- **Goal**
Turn the records below into one numbered list, leaving out blank lines and pictures.

- **Data extract**
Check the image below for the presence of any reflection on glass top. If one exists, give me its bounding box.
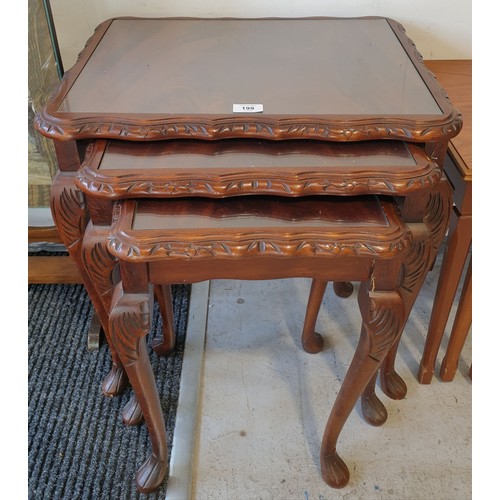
[99,139,416,172]
[132,196,388,232]
[59,19,442,117]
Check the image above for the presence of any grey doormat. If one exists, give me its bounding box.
[28,285,191,500]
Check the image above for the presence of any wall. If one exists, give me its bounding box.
[51,0,472,70]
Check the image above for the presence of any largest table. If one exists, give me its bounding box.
[36,17,462,492]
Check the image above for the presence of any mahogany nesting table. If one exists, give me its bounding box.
[36,17,461,496]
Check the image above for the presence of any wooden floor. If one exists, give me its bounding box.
[28,227,82,284]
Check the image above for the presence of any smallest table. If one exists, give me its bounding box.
[85,192,412,491]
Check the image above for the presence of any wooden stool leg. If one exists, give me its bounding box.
[440,262,472,382]
[122,285,175,425]
[380,179,452,399]
[321,283,404,488]
[109,283,168,493]
[302,279,328,354]
[81,222,128,396]
[152,285,175,356]
[50,172,127,396]
[418,210,472,384]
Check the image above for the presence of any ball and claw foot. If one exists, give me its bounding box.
[135,455,168,493]
[321,450,349,488]
[302,332,325,354]
[101,365,128,397]
[361,392,387,427]
[380,371,408,400]
[122,395,144,426]
[151,335,175,356]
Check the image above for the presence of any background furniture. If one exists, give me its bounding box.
[36,18,461,494]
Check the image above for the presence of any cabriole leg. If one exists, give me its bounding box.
[109,283,168,493]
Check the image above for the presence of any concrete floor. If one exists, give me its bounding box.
[167,250,472,500]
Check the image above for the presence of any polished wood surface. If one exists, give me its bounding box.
[418,60,472,384]
[35,18,462,491]
[77,139,441,200]
[36,17,461,142]
[98,193,414,492]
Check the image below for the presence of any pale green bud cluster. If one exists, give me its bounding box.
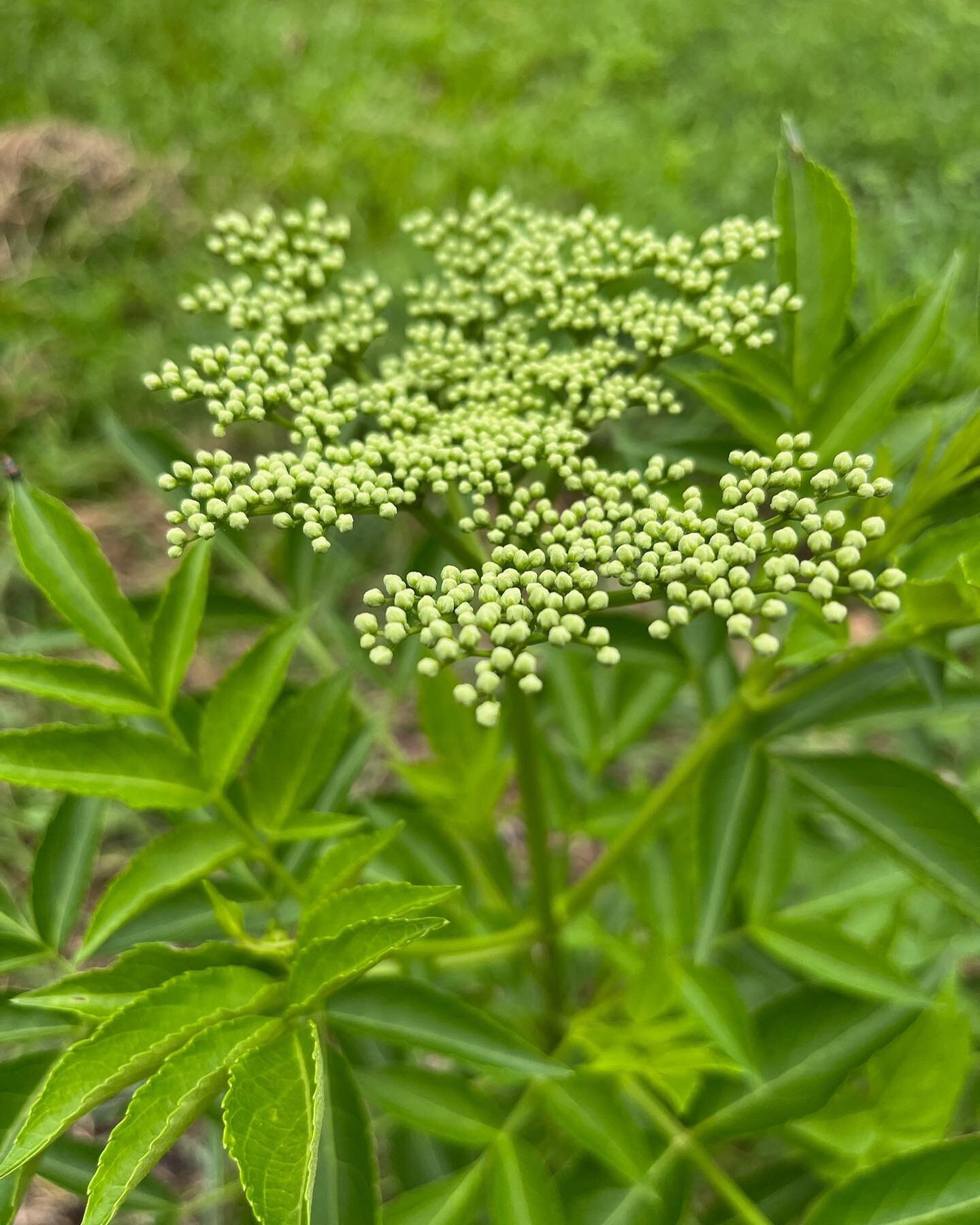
[355,434,905,725]
[146,193,799,556]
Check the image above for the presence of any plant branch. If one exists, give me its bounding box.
[507,677,565,1039]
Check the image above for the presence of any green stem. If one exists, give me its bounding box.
[626,1079,772,1225]
[507,677,565,1040]
[408,502,487,567]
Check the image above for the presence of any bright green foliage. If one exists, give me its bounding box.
[0,150,980,1225]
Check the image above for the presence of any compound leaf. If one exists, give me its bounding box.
[783,753,980,921]
[0,723,208,808]
[10,480,147,679]
[82,1017,280,1225]
[224,1022,323,1225]
[199,621,303,787]
[81,821,244,959]
[804,1136,980,1225]
[314,1045,381,1225]
[327,979,568,1079]
[0,965,274,1177]
[150,542,211,710]
[289,919,446,1009]
[0,655,153,717]
[31,795,104,949]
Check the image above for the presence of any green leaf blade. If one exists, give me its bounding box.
[10,481,147,679]
[82,1017,279,1225]
[80,822,245,959]
[0,723,210,810]
[0,966,274,1177]
[150,542,211,710]
[223,1023,323,1225]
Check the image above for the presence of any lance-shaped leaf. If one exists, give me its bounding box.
[679,965,758,1072]
[358,1063,504,1148]
[199,621,303,787]
[0,655,154,715]
[224,1022,323,1225]
[81,821,244,959]
[0,994,75,1046]
[0,965,276,1177]
[246,676,350,836]
[770,130,854,392]
[22,940,263,1017]
[31,795,104,949]
[544,1072,653,1182]
[382,1161,484,1225]
[0,723,208,808]
[297,881,459,948]
[696,989,916,1142]
[305,821,404,903]
[82,1017,282,1225]
[695,741,767,962]
[783,753,980,921]
[327,977,568,1078]
[312,1045,381,1225]
[751,915,928,1003]
[804,1136,980,1225]
[10,481,147,677]
[490,1136,565,1225]
[150,542,211,710]
[810,256,959,456]
[289,919,447,1011]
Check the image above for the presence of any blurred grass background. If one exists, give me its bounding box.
[0,0,980,495]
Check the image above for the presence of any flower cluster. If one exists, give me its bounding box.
[355,434,905,725]
[146,193,800,556]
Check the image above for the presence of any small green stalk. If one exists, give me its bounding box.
[507,679,565,1041]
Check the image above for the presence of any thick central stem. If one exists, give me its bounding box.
[507,677,565,1040]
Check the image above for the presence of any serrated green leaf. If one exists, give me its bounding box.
[695,989,916,1142]
[224,1022,323,1225]
[358,1063,504,1148]
[750,915,926,1003]
[804,1136,980,1225]
[312,1045,381,1225]
[544,1072,653,1182]
[327,979,568,1078]
[245,676,350,836]
[304,821,404,903]
[297,881,458,949]
[808,256,959,456]
[680,964,758,1072]
[695,740,767,962]
[0,655,153,715]
[150,542,211,710]
[80,821,244,960]
[289,919,446,1011]
[82,1017,282,1225]
[382,1162,484,1225]
[0,965,276,1177]
[10,480,147,679]
[31,795,105,949]
[35,1134,179,1225]
[781,753,980,921]
[199,621,303,787]
[0,723,210,808]
[773,132,855,392]
[24,940,268,1018]
[490,1136,565,1225]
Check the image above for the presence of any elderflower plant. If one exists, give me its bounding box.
[146,193,903,725]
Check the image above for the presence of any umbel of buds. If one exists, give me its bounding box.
[146,193,904,725]
[355,434,905,725]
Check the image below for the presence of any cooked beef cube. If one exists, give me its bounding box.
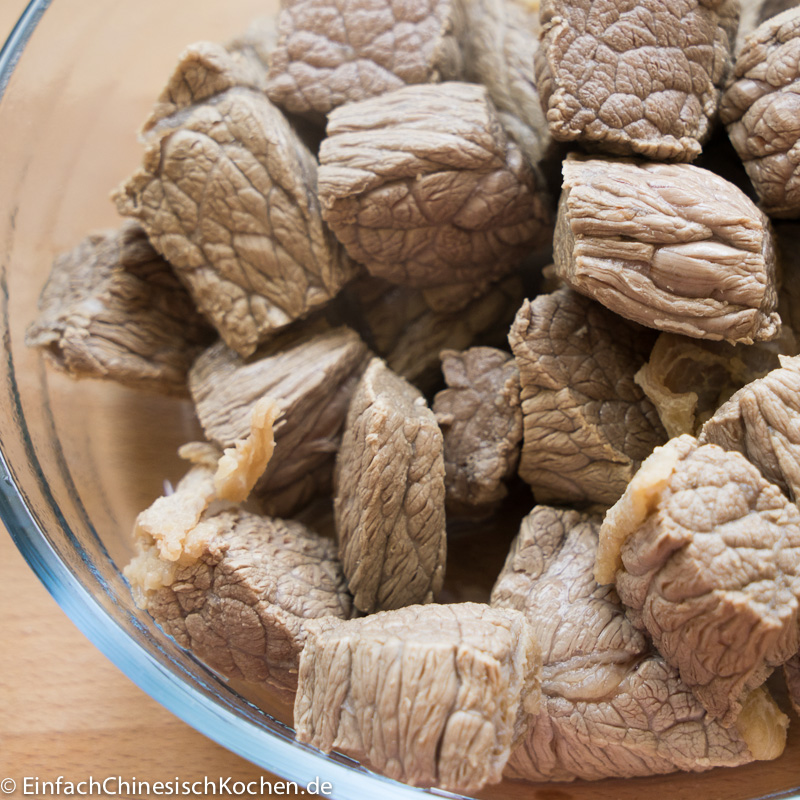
[142,41,267,135]
[25,222,214,396]
[319,83,551,288]
[774,221,800,346]
[227,14,278,72]
[114,47,354,356]
[462,0,553,164]
[294,603,541,792]
[783,653,800,716]
[345,275,525,394]
[595,436,800,726]
[508,288,667,505]
[125,476,352,695]
[534,0,739,161]
[634,326,788,438]
[734,0,798,50]
[334,358,447,613]
[212,397,281,503]
[268,0,462,114]
[433,347,522,515]
[720,8,800,217]
[189,322,368,516]
[492,506,788,781]
[554,156,780,344]
[700,356,800,503]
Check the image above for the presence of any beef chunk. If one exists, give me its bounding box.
[720,8,800,217]
[783,653,800,716]
[25,222,213,396]
[508,288,666,504]
[142,41,267,135]
[268,0,462,114]
[319,83,550,292]
[125,510,352,695]
[214,397,281,503]
[535,0,739,161]
[189,322,368,516]
[433,347,522,514]
[554,157,780,344]
[774,221,800,344]
[595,436,800,726]
[462,0,553,164]
[700,356,800,503]
[492,506,788,781]
[634,326,786,438]
[294,603,541,792]
[334,358,447,613]
[345,275,525,394]
[114,48,354,356]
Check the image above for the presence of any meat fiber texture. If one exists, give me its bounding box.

- **Exercise answer**
1. Check the image below for the presence of any reflection on glass top. If one exists, give me its bounding box.
2. [99,139,416,172]
3. [132,196,388,232]
4. [59,19,442,117]
5. Check the image above for the presence of any grey doormat. If one exists, give me its bounding box.
6. [28,285,191,500]
7. Check the image above for the presence of any wall. If one exists, give me its bounding box.
8. [51,0,472,70]
9. Check the image above for the presence of any largest table. If one exists, give me its bounding box.
10. [36,17,462,492]
11. Check the image above for the presence of any mahogany nesting table. If one exists, give me its bounding box.
12. [36,17,461,496]
13. Check the image above for the presence of any wooden floor. If one exists, give me its bounding box.
14. [28,227,82,284]
15. Check the image above for the presence of any smallest table. If one exists, give me its bounding box.
16. [85,192,412,491]
17. Check the image above for the presence of any wooden stool leg. If one exists, give me its bounding box.
18. [440,262,472,382]
19. [122,285,175,425]
20. [380,179,452,399]
21. [321,283,404,488]
22. [109,283,168,493]
23. [302,279,328,354]
24. [81,222,128,396]
25. [152,285,175,356]
26. [50,172,127,396]
27. [418,210,472,384]
28. Check the image above for the presence of any ball and claw foot. If one exists, give me its bounding box.
29. [135,455,168,493]
30. [321,450,349,488]
31. [302,332,325,354]
32. [101,365,128,397]
33. [361,392,387,427]
34. [380,371,408,400]
35. [122,395,144,426]
36. [151,335,175,356]
37. Check the image above for the presence of any background furniture. If one exists, give me its bounding box.
38. [36,18,461,494]
39. Check the image above for the presence of any cabriole leg. If one exists, give me its bounding box.
40. [109,283,168,493]
41. Check the image above for the presence of any concrete floor. If one exists, give me its bounding box.
42. [167,250,472,500]
43. Check the image above for the presence of any polished wood surface. If one exists, give me its bounding box.
44. [418,60,472,384]
45. [35,18,462,491]
46. [77,139,441,200]
47. [36,17,461,142]
48. [98,193,414,492]
49. Check the image below for the presence of any pale green bud cluster. If one exists, give me its bounding box.
50. [355,434,905,725]
51. [146,193,799,556]
52. Check the image above for the presence of any plant branch. If one exists, give me its bounding box.
53. [507,677,565,1039]
54. Check the image above for the presence of any green stem. If one exists, give me its bounding box.
55. [626,1079,772,1225]
56. [507,677,565,1040]
57. [408,502,487,567]
58. Check the image above for the presence of any bright green foliage. If one exists, give me its bounding box.
59. [0,150,980,1225]
60. Check the image above for the presence of any compound leaf. If one exists, give me its bounding box.
61. [783,753,980,921]
62. [0,723,208,808]
63. [10,480,147,679]
64. [82,1017,280,1225]
65. [224,1022,323,1225]
66. [199,621,303,787]
67. [81,821,244,959]
68. [804,1136,980,1225]
69. [314,1045,381,1225]
70. [327,979,568,1079]
71. [0,965,274,1177]
72. [150,542,211,710]
73. [289,919,446,1009]
74. [0,655,153,717]
75. [31,795,104,949]
76. Check the image above for the presence of any green leaf blade. If one exists, give me its bounding box.
77. [10,481,147,679]
78. [82,1017,279,1225]
79. [80,822,245,959]
80. [0,723,210,810]
81. [0,966,274,1177]
82. [150,542,211,710]
83. [223,1023,323,1225]
84. Check the image above for the presence of any lance-shaped leaf. If one exists, give me its bounding box.
85. [679,965,758,1072]
86. [358,1063,504,1148]
87. [199,621,303,787]
88. [0,655,154,715]
89. [224,1022,323,1225]
90. [81,821,244,959]
91. [0,994,75,1046]
92. [0,965,276,1177]
93. [246,676,350,836]
94. [770,130,854,392]
95. [22,940,263,1017]
96. [31,795,104,949]
97. [544,1072,653,1182]
98. [382,1161,484,1225]
99. [0,723,208,808]
100. [297,881,459,948]
101. [696,989,916,1142]
102. [305,821,404,903]
103. [82,1017,282,1225]
104. [695,741,767,962]
105. [783,753,980,921]
106. [327,977,568,1078]
107. [312,1045,381,1225]
108. [751,915,928,1003]
109. [804,1136,980,1225]
110. [10,481,147,677]
111. [490,1136,565,1225]
112. [150,542,211,710]
113. [810,256,959,456]
114. [289,919,447,1011]
115. Check the image above for the presence of any blurred grass background. If one exists, give me its bounding box.
116. [0,0,980,495]
117. Check the image above for the presence of any flower cluster. If one exists, give me its bounding box.
118. [355,434,905,725]
119. [146,193,800,556]
120. Check the image above for the presence of any small green stalk. If one exists, give me its bounding box.
121. [507,679,565,1041]
122. Check the image above for the presence of any thick central stem. If one exists, give me its bounding box.
123. [507,677,565,1040]
124. Check the image above for the presence of any serrated green leaf. If one exists, give me its bounding box.
125. [695,989,916,1142]
126. [224,1022,323,1225]
127. [358,1063,504,1148]
128. [750,915,926,1003]
129. [804,1136,980,1225]
130. [312,1045,381,1225]
131. [544,1072,653,1182]
132. [327,979,568,1078]
133. [245,676,350,836]
134. [304,821,404,903]
135. [297,881,458,949]
136. [808,256,959,456]
137. [680,964,758,1072]
138. [695,740,767,962]
139. [0,655,153,715]
140. [150,542,211,710]
141. [80,821,244,960]
142. [289,919,446,1011]
143. [82,1017,282,1225]
144. [382,1162,484,1225]
145. [0,965,276,1177]
146. [10,480,147,679]
147. [31,795,105,949]
148. [35,1134,179,1225]
149. [781,753,980,921]
150. [199,621,303,787]
151. [0,723,210,808]
152. [773,132,855,392]
153. [24,940,268,1018]
154. [490,1136,565,1225]
155. Check the image above for the presence of any elderflower plant. If one exists, give me its bounding box.
156. [146,193,903,725]
157. Check the image above for the presence of any umbel of buds. If one exists, give me its bounding box.
158. [146,193,904,725]
159. [355,434,905,725]
160. Check the image below for the presence of any cooked beef cube. If one exists, give me its bounding box.
161. [142,41,267,135]
162. [25,222,214,396]
163. [319,83,551,288]
164. [774,221,800,346]
165. [227,14,278,72]
166. [114,47,354,356]
167. [462,0,553,164]
168. [294,603,541,792]
169. [783,653,800,716]
170. [345,275,525,394]
171. [595,436,800,726]
172. [508,288,667,505]
173. [125,476,352,695]
174. [534,0,739,161]
175. [634,326,788,438]
176. [734,0,798,50]
177. [334,358,447,613]
178. [212,397,281,503]
179. [268,0,462,114]
180. [433,347,522,515]
181. [720,8,800,217]
182. [189,322,368,516]
183. [492,506,788,781]
184. [554,156,780,344]
185. [700,356,800,503]
186. Check the image above for the presence of any beef chunk. If one exists, give me its bounding box.
187. [720,8,800,217]
188. [783,653,800,716]
189. [25,222,213,396]
190. [508,288,666,504]
191. [142,41,267,135]
192. [268,0,462,114]
193. [319,83,550,292]
194. [125,510,352,695]
195. [214,397,281,503]
196. [535,0,739,161]
197. [189,322,368,516]
198. [433,347,522,514]
199. [554,157,780,344]
200. [774,221,800,344]
201. [595,436,800,726]
202. [462,0,553,164]
203. [700,356,800,503]
204. [492,506,788,781]
205. [634,326,786,438]
206. [294,603,541,792]
207. [334,358,447,613]
208. [345,275,525,394]
209. [114,48,354,356]
210. Check the image above for the presence of any meat fiber texture. If one exists, give me its bounding box.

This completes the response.